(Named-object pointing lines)
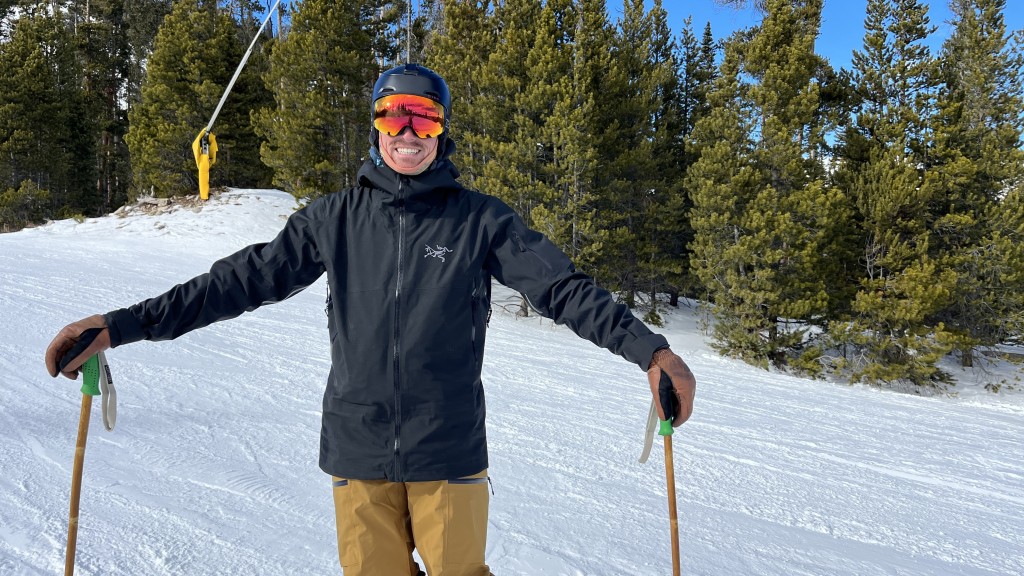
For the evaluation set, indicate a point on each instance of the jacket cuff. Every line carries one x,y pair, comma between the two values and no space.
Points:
641,350
124,327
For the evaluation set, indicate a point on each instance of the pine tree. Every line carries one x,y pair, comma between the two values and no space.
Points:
459,48
635,196
560,76
322,75
722,183
891,334
45,138
975,162
101,29
506,147
769,283
195,55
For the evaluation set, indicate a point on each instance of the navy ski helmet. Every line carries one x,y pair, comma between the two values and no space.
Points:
417,80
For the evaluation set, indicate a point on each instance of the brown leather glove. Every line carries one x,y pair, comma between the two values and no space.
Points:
83,338
683,383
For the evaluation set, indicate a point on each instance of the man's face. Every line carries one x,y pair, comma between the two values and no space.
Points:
407,153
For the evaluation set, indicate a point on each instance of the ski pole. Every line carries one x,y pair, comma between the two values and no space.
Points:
666,396
670,475
90,387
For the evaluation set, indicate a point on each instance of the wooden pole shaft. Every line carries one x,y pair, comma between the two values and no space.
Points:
670,474
76,483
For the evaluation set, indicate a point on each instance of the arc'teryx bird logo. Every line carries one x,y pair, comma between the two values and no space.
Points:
437,252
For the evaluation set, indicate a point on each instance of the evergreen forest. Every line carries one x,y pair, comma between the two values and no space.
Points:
862,223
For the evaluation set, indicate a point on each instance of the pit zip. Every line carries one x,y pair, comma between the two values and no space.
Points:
397,331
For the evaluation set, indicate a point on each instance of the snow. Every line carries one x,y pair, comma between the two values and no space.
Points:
212,467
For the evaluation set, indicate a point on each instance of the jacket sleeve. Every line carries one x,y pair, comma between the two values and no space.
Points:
242,282
524,260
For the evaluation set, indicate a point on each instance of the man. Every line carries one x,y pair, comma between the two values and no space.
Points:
409,254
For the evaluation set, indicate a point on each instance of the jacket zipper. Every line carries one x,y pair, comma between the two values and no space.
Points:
397,331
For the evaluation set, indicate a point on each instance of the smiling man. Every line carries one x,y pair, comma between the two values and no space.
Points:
409,255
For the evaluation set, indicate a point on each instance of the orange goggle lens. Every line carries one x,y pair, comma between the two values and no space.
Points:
392,114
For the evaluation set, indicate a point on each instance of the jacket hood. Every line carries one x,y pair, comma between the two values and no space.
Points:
439,176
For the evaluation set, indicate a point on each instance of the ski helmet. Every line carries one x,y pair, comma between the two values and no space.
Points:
417,80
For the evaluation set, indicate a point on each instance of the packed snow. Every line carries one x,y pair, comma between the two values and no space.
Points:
212,468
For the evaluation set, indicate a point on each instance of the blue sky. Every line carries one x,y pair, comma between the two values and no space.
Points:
842,27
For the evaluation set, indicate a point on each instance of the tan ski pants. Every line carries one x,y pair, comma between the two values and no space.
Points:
380,523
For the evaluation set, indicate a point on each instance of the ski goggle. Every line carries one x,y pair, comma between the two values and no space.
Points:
393,113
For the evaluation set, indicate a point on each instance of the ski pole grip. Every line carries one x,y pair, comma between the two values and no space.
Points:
90,376
670,404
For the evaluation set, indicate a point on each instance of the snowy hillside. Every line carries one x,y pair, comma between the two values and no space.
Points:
212,467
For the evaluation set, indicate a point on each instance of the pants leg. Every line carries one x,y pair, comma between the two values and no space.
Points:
374,530
450,524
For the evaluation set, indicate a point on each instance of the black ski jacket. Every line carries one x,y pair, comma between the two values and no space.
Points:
409,261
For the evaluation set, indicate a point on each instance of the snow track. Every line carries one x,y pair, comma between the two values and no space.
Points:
212,468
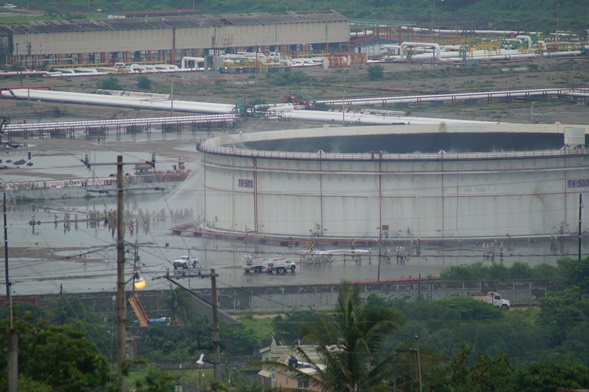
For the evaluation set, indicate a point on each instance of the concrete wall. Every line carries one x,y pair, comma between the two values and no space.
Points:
319,297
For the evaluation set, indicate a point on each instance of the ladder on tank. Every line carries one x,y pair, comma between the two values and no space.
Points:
139,311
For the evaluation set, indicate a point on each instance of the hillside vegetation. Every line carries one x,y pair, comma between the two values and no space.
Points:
523,15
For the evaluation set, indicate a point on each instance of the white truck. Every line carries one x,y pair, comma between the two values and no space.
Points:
252,262
186,262
494,299
279,265
255,263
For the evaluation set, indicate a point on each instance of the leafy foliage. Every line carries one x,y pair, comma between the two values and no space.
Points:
56,357
348,340
287,328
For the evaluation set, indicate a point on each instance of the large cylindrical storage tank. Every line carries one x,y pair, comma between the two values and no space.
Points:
447,182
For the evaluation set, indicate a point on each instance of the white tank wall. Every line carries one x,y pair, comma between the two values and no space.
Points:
451,197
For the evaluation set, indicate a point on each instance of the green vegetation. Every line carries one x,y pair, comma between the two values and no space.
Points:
349,339
464,344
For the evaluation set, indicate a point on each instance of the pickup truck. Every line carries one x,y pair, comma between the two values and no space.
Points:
495,300
185,262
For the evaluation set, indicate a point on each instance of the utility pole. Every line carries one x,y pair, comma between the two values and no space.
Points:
344,109
580,222
172,99
216,338
213,304
12,355
419,365
19,69
121,303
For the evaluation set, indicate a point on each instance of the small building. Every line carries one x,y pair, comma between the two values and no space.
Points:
279,376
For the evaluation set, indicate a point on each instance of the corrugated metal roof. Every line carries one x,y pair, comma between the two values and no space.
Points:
167,22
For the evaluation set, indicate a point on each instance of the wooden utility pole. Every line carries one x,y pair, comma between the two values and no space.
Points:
12,354
121,303
213,304
580,223
216,338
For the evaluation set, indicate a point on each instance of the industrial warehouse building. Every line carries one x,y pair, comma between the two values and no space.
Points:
445,181
38,45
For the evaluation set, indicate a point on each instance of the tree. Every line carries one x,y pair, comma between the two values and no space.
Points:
57,358
348,340
287,328
561,312
375,72
549,376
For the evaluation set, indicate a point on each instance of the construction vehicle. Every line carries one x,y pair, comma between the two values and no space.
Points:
139,311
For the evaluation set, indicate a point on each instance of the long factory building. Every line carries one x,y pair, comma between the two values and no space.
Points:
38,45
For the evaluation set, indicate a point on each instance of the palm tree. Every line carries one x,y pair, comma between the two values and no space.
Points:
347,341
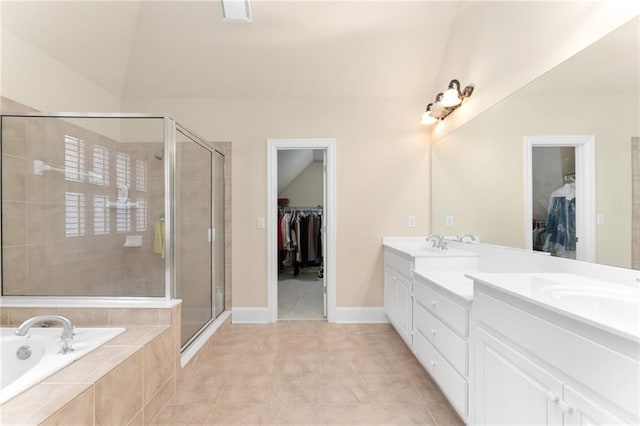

## The task
Pull out every line above that contains the string "goggle", treating uppercase and lowercase as distinct.

## The response
For the evaluation set, indicate a point on each instance of the orange goggle lens. Every line carries one x,y pair, comma between the two values and no space.
For the evaluation set, indicate a point on each instance of the ski goggle. Every line carries one x,y pair, comma between the two values and no space.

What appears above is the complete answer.